TASK DIRECTIONS. Using the entries below, output exactly the lines from the one containing "Q: Point out each instance of the wooden pier" through the final line, both included, and no others.

EXTRACTED INFORMATION.

◇ ◇ ◇

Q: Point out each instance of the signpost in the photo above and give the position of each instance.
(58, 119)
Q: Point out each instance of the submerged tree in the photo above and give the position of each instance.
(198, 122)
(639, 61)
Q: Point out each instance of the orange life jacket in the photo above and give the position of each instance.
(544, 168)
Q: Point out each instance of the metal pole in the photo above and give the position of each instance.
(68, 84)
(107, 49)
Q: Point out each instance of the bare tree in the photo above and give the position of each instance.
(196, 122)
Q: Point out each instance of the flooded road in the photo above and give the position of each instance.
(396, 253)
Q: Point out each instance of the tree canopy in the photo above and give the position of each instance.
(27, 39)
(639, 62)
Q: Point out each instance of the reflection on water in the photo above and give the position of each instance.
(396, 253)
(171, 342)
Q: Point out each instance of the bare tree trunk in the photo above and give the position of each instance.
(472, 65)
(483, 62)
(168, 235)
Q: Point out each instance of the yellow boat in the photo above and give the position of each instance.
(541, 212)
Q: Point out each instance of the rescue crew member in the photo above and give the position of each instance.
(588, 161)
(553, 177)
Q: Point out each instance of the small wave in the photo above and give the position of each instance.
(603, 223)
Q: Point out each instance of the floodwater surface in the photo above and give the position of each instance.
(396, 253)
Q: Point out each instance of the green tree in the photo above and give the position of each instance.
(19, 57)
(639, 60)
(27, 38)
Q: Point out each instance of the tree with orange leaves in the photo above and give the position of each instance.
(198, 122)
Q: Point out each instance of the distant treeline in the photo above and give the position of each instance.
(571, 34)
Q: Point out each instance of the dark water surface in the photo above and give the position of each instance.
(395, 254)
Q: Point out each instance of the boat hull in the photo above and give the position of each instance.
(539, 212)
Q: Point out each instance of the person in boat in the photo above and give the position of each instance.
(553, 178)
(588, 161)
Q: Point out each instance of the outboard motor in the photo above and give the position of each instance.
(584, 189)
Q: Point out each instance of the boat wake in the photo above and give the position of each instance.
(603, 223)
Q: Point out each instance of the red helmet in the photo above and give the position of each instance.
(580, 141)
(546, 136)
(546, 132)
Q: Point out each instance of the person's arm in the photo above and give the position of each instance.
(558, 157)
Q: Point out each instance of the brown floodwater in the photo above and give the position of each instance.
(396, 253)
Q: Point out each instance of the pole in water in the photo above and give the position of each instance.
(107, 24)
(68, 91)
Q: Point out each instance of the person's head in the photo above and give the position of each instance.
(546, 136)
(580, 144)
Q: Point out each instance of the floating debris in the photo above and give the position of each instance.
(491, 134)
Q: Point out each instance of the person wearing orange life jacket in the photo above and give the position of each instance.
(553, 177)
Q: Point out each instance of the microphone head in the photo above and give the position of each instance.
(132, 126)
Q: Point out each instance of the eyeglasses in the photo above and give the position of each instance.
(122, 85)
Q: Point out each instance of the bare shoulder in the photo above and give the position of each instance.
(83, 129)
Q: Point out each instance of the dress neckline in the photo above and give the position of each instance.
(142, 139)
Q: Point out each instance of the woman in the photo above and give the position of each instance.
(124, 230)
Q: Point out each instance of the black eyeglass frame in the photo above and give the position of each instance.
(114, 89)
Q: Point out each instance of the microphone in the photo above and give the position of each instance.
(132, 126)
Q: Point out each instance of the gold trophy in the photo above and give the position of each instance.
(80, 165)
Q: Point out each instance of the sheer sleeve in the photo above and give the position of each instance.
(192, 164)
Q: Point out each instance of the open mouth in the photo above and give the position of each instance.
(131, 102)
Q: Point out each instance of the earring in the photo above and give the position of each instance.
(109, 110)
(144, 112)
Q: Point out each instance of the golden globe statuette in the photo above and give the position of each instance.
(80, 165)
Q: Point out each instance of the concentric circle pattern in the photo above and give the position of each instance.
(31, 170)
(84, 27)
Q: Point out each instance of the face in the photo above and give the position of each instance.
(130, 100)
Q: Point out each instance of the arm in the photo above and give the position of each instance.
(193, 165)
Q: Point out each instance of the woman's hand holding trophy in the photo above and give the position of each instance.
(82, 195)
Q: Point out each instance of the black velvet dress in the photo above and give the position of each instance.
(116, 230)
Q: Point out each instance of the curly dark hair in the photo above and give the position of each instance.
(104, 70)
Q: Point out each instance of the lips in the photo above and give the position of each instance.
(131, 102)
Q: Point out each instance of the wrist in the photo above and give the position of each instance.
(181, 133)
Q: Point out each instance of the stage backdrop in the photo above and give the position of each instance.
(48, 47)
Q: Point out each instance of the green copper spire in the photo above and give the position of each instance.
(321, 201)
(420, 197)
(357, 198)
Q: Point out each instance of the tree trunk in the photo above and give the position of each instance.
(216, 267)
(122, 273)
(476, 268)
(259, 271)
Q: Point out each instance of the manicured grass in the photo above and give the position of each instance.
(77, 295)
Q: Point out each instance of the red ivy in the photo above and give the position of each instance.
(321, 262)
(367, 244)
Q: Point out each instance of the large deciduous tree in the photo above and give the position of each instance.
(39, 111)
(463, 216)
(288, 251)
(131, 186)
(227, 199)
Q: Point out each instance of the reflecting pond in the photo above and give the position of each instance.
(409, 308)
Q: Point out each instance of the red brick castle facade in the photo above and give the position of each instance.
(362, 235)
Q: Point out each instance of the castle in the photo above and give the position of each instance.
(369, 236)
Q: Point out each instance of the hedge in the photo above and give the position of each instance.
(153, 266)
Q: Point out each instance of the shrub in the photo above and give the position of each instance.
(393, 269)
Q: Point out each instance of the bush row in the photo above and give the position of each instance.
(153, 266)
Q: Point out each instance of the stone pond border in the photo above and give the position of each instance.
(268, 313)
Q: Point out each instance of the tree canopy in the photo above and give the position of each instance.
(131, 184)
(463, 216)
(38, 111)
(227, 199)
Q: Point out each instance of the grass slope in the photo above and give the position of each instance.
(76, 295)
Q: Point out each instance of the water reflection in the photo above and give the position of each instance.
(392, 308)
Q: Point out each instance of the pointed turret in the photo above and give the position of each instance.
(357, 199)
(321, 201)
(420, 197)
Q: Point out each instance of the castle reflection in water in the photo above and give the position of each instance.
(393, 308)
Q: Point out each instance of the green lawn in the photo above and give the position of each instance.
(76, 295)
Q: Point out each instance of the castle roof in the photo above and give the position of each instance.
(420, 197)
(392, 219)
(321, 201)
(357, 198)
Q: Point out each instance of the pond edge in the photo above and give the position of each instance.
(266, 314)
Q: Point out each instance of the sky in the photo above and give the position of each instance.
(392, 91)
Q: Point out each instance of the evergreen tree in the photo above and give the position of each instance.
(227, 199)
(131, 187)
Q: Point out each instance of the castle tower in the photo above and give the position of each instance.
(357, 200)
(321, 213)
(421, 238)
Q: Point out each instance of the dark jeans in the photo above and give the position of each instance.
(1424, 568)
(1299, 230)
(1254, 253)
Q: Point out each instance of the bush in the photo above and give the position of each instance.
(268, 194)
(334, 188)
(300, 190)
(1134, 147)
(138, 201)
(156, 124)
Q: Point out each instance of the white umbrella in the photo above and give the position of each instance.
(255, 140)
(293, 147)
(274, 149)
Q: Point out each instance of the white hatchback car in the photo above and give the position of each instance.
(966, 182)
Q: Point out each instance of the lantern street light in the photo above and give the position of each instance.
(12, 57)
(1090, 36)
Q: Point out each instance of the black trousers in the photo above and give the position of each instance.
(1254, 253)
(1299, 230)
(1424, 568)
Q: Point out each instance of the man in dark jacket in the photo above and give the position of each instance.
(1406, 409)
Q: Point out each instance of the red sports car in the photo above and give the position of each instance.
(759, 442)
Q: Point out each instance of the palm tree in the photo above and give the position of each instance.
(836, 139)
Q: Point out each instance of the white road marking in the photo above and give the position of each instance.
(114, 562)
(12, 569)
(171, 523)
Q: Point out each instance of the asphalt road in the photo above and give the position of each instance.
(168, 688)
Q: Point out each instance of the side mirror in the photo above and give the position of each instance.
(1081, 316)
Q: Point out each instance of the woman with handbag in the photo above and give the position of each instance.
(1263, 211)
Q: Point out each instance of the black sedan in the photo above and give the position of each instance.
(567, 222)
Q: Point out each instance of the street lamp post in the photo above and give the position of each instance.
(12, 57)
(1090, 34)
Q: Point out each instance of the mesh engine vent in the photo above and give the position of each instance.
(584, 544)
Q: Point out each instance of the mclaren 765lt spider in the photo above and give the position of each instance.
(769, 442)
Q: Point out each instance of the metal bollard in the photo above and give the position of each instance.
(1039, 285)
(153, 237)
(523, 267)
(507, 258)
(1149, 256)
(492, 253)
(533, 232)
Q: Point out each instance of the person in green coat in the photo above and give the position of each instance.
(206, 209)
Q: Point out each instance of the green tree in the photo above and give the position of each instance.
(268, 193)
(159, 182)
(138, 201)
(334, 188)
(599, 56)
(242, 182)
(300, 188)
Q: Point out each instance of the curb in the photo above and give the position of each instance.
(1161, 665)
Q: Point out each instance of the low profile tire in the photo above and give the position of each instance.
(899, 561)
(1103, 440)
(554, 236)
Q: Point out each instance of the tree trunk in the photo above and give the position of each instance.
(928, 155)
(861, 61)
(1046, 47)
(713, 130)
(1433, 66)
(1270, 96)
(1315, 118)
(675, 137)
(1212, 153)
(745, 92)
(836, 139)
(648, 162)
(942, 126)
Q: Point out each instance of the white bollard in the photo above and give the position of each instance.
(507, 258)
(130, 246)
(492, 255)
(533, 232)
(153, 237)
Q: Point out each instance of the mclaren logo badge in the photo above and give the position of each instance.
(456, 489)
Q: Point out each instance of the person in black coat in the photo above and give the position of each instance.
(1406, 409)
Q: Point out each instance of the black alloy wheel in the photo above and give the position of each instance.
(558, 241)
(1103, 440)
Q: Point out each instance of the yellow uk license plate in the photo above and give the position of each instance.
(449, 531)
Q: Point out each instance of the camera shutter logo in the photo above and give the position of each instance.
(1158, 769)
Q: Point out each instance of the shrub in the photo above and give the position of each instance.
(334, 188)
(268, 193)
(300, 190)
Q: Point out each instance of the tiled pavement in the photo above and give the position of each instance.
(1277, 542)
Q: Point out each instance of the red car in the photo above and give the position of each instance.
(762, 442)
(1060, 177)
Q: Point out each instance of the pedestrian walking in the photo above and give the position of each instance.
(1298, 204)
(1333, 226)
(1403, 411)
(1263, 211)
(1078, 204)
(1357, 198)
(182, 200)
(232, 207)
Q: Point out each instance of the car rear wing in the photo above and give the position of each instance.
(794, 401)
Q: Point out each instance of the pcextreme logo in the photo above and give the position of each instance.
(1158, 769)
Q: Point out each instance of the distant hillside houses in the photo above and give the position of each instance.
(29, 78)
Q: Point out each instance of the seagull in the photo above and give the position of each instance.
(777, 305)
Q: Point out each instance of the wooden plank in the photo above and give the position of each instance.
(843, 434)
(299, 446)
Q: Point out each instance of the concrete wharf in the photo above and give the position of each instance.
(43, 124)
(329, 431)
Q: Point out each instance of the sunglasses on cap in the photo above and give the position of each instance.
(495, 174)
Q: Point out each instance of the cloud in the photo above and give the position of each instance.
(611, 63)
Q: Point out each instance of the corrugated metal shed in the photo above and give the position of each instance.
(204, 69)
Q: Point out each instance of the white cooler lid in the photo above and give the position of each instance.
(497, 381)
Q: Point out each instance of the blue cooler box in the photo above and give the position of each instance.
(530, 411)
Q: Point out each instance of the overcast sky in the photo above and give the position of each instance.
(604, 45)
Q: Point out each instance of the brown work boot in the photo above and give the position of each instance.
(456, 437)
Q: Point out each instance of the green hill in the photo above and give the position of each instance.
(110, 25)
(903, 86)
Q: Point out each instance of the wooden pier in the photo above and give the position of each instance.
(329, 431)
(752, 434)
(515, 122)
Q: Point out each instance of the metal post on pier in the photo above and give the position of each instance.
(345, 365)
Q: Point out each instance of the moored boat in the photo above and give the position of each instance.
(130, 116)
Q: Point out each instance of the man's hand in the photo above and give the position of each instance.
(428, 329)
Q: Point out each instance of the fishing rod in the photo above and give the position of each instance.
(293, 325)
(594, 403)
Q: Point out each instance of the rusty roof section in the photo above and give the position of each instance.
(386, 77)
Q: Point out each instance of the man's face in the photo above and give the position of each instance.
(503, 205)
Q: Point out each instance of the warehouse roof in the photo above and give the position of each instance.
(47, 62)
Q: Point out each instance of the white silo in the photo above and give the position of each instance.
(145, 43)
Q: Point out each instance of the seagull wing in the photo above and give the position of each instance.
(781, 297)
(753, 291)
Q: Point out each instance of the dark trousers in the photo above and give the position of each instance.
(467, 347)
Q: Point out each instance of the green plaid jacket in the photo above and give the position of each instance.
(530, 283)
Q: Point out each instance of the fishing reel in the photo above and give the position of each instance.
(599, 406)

◇ ◇ ◇

EXPECTED ANSWER.
Q: Point out each instance of the wooden pier in the photo above and give the position of each instance.
(329, 431)
(752, 434)
(515, 122)
Q: Point out each instance of the metal post on pier in the photo above and give the position of each instance.
(345, 365)
Q: Point out each instance of the moored boat in the photo above and give the position of each instance.
(130, 116)
Q: Point out each instance of the man's hand in the photo above and give the position of each instance.
(428, 329)
Q: Point out each instance of the fishing rod in the photo above and give the position of each instance.
(293, 325)
(594, 403)
Q: Point out each instance of the rusty roof section in the photo above and give the position of each instance.
(386, 77)
Q: Point out each instance of the man's face in the photo above and give the position of each instance.
(503, 205)
Q: Point out each instance of the warehouse roof in the photo above and give the position of each instance.
(47, 62)
Q: Point out each instance of the white silo in the photo above and give the position of each instance.
(145, 43)
Q: Point out each instance of the seagull wing in the photo above and give the position of each instance.
(781, 297)
(753, 291)
Q: Point out each instance of the dark trousers in the photo above and give the position of each instance.
(467, 347)
Q: Point out each instance of the green plaid jacket in the photo above and give the position of each instance.
(530, 283)
Q: Point out each instance of the fishing reel in the photo above and give the position of each instance.
(599, 406)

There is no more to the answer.